[Stored items]
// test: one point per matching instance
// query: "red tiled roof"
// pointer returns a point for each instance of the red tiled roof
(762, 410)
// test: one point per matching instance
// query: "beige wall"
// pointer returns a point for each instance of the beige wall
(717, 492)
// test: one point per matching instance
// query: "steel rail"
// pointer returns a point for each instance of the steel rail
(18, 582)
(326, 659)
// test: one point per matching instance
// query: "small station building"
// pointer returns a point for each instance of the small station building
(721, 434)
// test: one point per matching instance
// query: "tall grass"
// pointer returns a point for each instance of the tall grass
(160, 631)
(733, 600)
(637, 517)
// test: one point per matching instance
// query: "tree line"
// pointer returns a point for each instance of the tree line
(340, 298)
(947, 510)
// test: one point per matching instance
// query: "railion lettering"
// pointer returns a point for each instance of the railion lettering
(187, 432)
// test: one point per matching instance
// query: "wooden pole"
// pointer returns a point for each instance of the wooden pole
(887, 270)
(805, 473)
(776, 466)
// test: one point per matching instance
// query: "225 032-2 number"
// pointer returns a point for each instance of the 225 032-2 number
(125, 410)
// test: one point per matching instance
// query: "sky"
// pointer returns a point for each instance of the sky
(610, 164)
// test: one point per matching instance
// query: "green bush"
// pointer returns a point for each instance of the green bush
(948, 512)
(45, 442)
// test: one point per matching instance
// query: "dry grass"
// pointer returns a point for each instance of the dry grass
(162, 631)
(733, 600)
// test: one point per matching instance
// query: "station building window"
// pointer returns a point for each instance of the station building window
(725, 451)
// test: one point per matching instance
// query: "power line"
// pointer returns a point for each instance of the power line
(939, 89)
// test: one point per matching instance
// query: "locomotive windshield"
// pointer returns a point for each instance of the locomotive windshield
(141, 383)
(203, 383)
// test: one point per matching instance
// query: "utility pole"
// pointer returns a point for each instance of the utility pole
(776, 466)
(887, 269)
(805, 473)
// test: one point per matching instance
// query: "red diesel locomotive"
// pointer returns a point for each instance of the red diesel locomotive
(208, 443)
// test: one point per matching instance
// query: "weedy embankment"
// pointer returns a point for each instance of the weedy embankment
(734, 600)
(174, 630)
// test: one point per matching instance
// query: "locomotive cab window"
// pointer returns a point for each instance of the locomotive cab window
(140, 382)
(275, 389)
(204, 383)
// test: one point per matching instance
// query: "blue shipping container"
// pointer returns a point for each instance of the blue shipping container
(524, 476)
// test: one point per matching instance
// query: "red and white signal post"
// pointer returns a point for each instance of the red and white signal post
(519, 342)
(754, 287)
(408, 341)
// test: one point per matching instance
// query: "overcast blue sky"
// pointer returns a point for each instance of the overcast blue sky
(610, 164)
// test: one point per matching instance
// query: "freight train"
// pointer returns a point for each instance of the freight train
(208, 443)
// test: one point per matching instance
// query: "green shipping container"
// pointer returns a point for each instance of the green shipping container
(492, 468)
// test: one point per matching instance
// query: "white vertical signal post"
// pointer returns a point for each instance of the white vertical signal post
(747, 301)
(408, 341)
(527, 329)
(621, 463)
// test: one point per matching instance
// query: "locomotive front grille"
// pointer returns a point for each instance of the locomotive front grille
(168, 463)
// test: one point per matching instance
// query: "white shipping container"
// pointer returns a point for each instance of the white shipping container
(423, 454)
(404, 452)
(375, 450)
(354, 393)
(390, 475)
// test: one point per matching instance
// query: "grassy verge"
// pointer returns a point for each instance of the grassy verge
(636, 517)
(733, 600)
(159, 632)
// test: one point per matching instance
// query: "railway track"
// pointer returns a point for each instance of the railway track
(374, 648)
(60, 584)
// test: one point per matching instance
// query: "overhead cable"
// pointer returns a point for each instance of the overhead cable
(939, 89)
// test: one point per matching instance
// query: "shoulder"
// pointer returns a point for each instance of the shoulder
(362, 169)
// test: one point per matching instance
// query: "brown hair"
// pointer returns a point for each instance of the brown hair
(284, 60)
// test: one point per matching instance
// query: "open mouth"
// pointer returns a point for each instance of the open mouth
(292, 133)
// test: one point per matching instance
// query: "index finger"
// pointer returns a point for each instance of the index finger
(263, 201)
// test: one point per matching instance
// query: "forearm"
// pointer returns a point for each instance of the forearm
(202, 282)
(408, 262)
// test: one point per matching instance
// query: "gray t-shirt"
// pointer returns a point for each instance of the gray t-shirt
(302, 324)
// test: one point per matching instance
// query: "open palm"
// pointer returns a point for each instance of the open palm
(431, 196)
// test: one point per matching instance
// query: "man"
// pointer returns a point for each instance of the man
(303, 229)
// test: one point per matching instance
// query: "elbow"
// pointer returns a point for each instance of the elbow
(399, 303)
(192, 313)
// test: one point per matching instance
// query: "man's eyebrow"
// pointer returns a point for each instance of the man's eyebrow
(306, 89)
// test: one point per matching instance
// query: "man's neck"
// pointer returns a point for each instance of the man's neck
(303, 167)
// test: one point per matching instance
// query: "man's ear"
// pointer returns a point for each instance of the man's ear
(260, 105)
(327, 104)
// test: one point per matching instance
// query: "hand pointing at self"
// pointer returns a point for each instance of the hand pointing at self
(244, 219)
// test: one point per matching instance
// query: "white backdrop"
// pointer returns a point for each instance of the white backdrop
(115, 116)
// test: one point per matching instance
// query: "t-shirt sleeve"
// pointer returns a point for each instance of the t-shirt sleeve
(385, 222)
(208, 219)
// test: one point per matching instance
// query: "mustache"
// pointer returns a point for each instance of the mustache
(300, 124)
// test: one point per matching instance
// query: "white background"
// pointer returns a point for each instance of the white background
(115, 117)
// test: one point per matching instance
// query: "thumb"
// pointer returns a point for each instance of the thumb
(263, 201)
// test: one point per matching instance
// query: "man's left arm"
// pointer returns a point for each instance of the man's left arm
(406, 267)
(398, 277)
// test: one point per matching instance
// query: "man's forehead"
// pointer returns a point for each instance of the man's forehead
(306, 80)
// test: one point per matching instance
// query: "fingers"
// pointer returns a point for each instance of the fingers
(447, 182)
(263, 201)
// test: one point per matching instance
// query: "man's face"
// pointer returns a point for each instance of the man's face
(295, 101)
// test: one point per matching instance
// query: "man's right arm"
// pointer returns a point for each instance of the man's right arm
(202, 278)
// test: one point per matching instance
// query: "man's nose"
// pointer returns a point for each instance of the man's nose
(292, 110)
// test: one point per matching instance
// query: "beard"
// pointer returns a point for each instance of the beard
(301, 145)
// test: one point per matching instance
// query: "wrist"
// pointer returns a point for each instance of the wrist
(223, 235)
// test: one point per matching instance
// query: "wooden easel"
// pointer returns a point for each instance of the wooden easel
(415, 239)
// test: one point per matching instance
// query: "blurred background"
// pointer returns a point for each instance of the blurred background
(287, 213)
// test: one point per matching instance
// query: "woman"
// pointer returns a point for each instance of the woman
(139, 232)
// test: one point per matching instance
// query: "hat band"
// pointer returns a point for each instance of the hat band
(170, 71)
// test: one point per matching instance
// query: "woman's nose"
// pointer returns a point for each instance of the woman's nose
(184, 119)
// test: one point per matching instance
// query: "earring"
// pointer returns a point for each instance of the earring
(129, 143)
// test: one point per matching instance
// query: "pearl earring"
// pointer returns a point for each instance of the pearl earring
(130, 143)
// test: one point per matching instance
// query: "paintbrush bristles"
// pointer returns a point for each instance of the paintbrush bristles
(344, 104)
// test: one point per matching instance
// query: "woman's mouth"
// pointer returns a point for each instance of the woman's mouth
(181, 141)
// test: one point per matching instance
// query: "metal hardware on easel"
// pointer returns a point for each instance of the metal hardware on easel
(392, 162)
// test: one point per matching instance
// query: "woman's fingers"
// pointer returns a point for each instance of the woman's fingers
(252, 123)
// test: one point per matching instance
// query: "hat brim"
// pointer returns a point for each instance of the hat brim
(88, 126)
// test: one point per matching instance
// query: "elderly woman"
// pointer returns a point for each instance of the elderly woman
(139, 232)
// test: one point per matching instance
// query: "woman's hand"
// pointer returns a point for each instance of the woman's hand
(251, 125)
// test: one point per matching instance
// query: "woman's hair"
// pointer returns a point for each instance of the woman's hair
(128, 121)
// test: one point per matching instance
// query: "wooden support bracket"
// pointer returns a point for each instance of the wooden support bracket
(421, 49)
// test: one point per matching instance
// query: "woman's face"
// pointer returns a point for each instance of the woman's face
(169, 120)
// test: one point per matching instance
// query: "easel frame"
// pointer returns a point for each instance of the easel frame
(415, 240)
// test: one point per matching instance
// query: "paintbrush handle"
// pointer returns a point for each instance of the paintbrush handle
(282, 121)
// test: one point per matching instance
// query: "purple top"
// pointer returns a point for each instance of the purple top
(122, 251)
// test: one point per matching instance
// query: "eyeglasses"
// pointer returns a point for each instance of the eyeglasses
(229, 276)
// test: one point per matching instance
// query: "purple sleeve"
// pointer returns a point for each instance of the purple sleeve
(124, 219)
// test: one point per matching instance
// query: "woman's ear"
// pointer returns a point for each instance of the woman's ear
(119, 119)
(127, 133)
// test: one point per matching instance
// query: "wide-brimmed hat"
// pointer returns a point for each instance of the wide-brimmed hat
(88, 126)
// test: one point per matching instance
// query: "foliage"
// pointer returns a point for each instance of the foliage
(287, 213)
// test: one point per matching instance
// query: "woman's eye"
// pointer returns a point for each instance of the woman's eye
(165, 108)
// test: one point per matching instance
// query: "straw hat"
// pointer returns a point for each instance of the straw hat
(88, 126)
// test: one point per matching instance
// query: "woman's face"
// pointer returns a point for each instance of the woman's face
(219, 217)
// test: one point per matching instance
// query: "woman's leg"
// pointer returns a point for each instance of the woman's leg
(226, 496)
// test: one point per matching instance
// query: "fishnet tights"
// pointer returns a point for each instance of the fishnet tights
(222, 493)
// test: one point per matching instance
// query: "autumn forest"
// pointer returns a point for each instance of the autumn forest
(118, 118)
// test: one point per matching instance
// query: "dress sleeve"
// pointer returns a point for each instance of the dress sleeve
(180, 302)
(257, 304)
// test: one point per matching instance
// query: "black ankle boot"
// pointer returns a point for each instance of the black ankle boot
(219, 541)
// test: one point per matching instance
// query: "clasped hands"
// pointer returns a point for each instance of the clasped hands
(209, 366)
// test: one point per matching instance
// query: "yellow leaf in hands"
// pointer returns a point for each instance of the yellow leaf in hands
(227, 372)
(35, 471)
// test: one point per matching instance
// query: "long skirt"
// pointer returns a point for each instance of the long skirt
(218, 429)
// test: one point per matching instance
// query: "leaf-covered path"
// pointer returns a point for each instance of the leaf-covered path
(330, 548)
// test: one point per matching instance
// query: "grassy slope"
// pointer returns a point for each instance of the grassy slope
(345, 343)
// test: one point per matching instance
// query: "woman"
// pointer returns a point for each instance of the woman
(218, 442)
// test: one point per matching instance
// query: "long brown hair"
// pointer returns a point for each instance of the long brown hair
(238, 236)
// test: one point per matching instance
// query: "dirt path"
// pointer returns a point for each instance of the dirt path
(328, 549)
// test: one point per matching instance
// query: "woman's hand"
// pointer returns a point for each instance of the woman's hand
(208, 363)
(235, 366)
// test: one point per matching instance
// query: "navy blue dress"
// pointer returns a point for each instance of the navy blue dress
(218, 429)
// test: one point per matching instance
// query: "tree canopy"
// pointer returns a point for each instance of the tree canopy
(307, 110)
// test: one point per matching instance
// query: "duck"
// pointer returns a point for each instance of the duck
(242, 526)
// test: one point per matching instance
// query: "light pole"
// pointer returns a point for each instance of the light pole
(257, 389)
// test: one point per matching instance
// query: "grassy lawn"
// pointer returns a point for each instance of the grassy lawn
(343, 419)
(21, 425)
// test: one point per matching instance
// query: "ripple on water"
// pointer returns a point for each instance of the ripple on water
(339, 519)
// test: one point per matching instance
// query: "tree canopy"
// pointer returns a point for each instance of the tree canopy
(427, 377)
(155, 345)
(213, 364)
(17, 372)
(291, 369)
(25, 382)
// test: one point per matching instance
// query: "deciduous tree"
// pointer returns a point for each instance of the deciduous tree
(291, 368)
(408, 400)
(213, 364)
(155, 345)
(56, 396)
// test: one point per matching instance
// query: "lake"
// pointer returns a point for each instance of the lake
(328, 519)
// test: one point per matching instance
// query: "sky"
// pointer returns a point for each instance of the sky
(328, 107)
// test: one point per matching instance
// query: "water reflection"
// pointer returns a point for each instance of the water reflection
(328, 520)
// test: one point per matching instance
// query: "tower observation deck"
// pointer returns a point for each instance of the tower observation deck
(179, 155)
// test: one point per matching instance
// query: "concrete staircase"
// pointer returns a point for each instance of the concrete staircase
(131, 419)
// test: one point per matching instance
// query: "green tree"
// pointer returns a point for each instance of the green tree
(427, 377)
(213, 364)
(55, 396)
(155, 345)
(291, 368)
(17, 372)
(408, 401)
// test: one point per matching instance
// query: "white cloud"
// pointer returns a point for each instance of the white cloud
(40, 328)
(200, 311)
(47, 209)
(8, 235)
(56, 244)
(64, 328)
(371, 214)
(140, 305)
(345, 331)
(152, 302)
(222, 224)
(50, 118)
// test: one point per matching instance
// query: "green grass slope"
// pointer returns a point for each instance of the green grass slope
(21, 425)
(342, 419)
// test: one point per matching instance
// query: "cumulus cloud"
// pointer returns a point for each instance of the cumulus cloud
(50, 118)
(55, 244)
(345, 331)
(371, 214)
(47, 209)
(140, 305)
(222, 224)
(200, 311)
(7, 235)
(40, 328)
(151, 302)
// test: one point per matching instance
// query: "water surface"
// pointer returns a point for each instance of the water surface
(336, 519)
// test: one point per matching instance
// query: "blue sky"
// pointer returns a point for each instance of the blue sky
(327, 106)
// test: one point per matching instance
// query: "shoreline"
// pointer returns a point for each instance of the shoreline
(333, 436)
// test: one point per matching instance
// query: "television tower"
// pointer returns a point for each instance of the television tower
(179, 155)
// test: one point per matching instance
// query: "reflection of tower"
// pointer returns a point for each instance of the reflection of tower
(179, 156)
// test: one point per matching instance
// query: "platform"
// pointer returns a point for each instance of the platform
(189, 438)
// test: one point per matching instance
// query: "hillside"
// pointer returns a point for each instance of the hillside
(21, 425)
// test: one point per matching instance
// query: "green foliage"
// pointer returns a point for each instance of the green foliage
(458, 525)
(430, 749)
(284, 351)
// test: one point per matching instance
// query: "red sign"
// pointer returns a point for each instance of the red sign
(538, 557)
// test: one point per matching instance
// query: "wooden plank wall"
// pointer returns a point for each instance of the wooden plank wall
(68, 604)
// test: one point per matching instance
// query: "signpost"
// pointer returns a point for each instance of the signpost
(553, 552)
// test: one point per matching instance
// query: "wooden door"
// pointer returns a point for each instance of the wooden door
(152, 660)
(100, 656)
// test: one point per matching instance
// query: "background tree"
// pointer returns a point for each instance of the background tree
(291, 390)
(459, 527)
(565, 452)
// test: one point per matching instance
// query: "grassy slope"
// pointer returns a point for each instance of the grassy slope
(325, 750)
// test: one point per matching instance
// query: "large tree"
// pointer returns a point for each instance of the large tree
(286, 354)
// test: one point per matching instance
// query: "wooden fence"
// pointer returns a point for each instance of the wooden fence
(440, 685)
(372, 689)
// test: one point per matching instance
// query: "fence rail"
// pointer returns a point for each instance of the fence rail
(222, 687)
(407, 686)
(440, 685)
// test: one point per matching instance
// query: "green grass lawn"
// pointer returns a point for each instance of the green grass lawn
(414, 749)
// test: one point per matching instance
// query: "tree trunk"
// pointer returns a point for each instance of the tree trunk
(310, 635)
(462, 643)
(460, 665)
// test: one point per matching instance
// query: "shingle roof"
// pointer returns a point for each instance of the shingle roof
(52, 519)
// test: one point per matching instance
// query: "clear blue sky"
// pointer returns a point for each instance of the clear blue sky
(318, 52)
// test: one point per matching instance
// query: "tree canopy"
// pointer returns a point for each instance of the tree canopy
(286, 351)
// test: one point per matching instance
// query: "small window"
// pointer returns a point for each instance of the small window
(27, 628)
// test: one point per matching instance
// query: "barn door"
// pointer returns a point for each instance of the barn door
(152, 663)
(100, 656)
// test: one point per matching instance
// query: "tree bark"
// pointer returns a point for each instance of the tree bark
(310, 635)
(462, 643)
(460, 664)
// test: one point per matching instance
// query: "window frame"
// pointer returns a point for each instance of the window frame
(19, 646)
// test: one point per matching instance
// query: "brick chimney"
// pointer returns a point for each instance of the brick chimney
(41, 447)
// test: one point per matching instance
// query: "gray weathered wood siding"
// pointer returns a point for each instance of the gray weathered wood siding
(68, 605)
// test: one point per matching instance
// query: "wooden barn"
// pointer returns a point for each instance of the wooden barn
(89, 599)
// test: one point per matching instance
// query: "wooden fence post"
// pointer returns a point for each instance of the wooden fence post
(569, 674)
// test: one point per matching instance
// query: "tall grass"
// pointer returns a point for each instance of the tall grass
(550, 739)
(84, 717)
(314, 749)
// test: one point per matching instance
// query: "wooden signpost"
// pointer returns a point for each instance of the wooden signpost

### Given task
Locate each line in the records above that contains the string "bracket", treating uppercase and lowercase as distinct, and copy those lines.

### Worked solution
// query: "wooden support bracket"
// pointer returns a point for each instance of the wooden support bracket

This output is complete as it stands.